(GIVEN PASSAGE):
════════
The audio output apparatus may further include a detection unit that detects the wearing state.
The audio output apparatus may further include an imaging control unit that drives the imaging unit on the basis of a result of the detection of the detection unit.
The audio output apparatus may further include a calculation unit that calculates the head-related transfer function by using the image generated by the imaging unit.
The audio output apparatus may further include a generation unit that generates the audio output signals by using the head-related transfer function.
The audio output apparatus may further include a correction unit in which a correction function having an effect of reducing influences of the imaging unit on output of the audio output signals from the pair of output units has been recorded.
The pair of output units may cover the listener's ears in the wearing state.
The imaging unit may include an irradiator that emits light to the listener's ears in the wearing state.
An audio output system according to an embodiment of the present technology includes an audio output apparatus, a calculation unit, and a generation unit.
The audio output apparatus is configured to be wearable on a listener and includes a pair of output units configured to be capable of outputting audio output signals generated using a head-related transfer function to both ears of the listener in a wearing state in which the audio output apparatus is worn, respectively, and an imaging unit that is provided in at least one of the pair of output units and is configured to be capable of generating an image by imaging the ears of the listener in the wearing state, the image being used for calculating the head-related transfer function.
The calculation unit calculates the head-related transfer function by using the image generated by the imaging unit.
The generation unit generates the audio output signals by using the head-related transfer function.
The audio output system may further include: a recording unit in which the head-related transfer function calculated by the calculation unit is registered; and a determination unit that determines whether or not a head-related transfer function corresponding to the image generated by the imaging unit has been registered in the recording unit.

BRIEF DESCRIPTION OF DRAWINGS

FIG. 1 A perspective view of an audio output apparatus according to an embodiment of the present technology.

FIG. 2 A plan view showing an output unit of the audio output apparatus from inside.

FIG. 3 A block diagram showing a configuration of an audio output system using the audio output apparatus.

FIG. 4 A flowchart showing an operation of the audio output system.

FIG. 5 A front view showing another embodiment of the audio output apparatus.

FIG. 6 A front view showing another embodiment of the audio output apparatus.

FIG. 7 A front view showing another embodiment of the audio output apparatus.

FIG. 8 A front view showing another embodiment of the audio output apparatus.

FIG. 9 A diagram showing another embodiment of processing of a calculation unit of the audio output apparatus.

FIG. 10 A block diagram showing a configuration of an information processing apparatus to be used in another embodiment of the audio output system.

FIG. 11 A flowchart showing an operation of the other embodiment of the audio output system.
════════
(EXTRACTED DATA):
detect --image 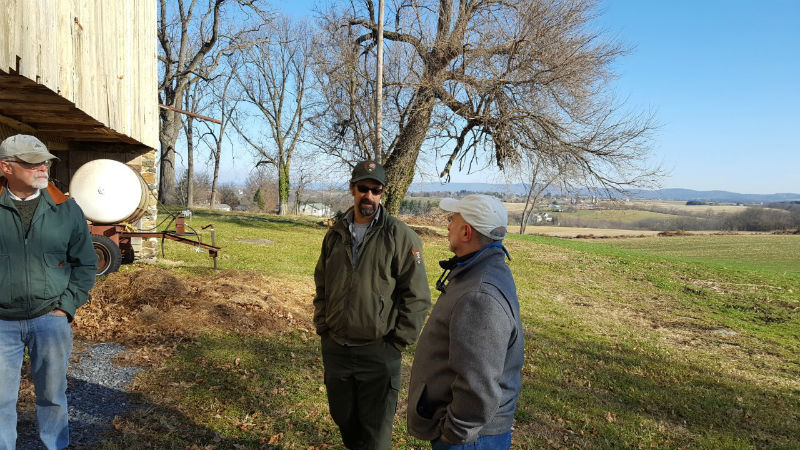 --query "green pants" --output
[322,337,402,450]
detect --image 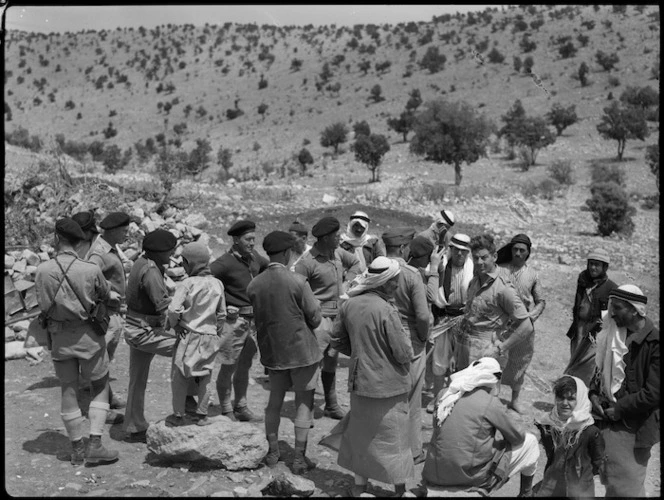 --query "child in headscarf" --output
[166,242,226,426]
[535,375,606,498]
[422,357,539,497]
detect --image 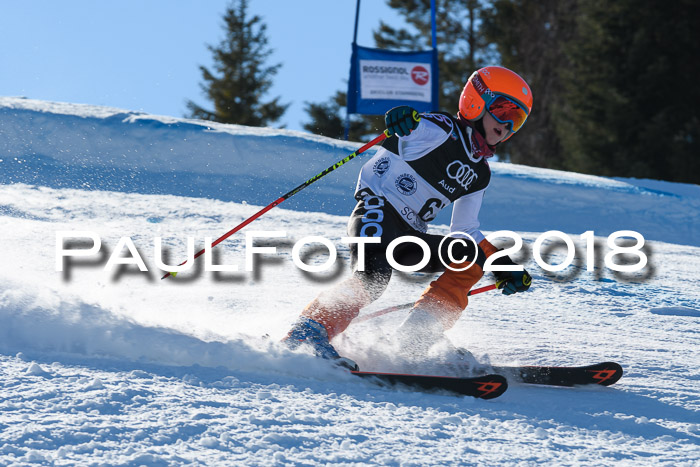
════════
(DIRECTIVES):
1/ In one to three sentences, explain why the audio output apparatus passage has the imaging unit capture images of the listener's ears.
2/ Write what comes next in the audio output apparatus passage, starting after its description of FIG. 11.
The records were drawn from a separate source.

(RESPONSES BY TASK):
1/ The imaging unit images the listener's ears in the wearing state because that image is used to calculate the head-related transfer function. The calculation unit computes the function from the image, and the generation unit uses it to produce the audio output signals for both ears.

2/
MODE(S) FOR CARRYING OUT THE INVENTION

[Audio Output Apparatus 1 and Audio Output System 100]
FIG. 1 is a perspective view of an audio output apparatus 1 according to an embodiment of the present technology. The audio output apparatus 1 shown in FIG. 1 is configured as overhead-type headphones wearable on the head of a listener. The audio output apparatus 1 includes a pair of a first output unit 10L and a second output unit 10R and a headband 20 that connects them.
The output units 10L and 10R are located at both end portions of the headband 20 having a U-shape and face each other inward. As to the listener in a wearing state in which the audio output apparatus 1 is worn, the first output unit 10L covers the left ear, the second output unit 10R covers the right ear, and the headband 20 extends over the head in left and right directions.
In the audio output apparatus 1, the output units 10L and 10R have similar configurations. FIG. 2 is a plan view showing the output unit 10L or 10R from the inside that faces the listener's ear in the wearing state. The output units 10L and 10R each include an ear pad 11, an output unit 12L or 12R, an imaging unit 13, and a detection unit 14.
The ear pads 11 of the output units 10L and 10R are donut-shaped members having cushioning properties. The ear pads 11 surround and hermetically seal the listener's ears in the wearing state. Accordingly, the audio output apparatus 1 has a hermetically sealed-type configuration in which both ears of the listener are hermetically sealed, and sound that is emitted from an external environment and enters the ears of the listener can be reduced.
Each of the output units 12L and 12R is configured as a driver that is arranged in a middle region inside the ear pad 11 and generates sound toward the listener's ear in the wearing state. The output unit 12L or 12R is not limited to a particular driving system, and, for example, can be configured as a dynamic-type, balanced armature-type, a capacitor-type, or the like.
The imaging unit 13 includes a camera 13 a, irradiators 13 b, and retainers 13 c. The camera 13 a and the irradiators 13 b are retained by the retainers 13 c. The camera 13 a is arranged in a center portion of a space inside the ear pad 11. The irradiators 13 b are arranged at three positions adjacent to the inside of the ear pad 11 at substantially equal intervals.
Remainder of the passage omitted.